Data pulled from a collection
------------------------------------------------------------------------

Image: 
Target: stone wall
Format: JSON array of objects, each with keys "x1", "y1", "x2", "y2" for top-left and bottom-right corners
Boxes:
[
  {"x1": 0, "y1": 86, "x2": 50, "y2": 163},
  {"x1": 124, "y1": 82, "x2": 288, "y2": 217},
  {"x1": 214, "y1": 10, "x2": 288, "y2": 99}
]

------------------------------------------------------------------------

- Goal of the exercise:
Count how many lines above contain the string "JSON", matching case exactly, and reply with the number alone.

- Complete response:
1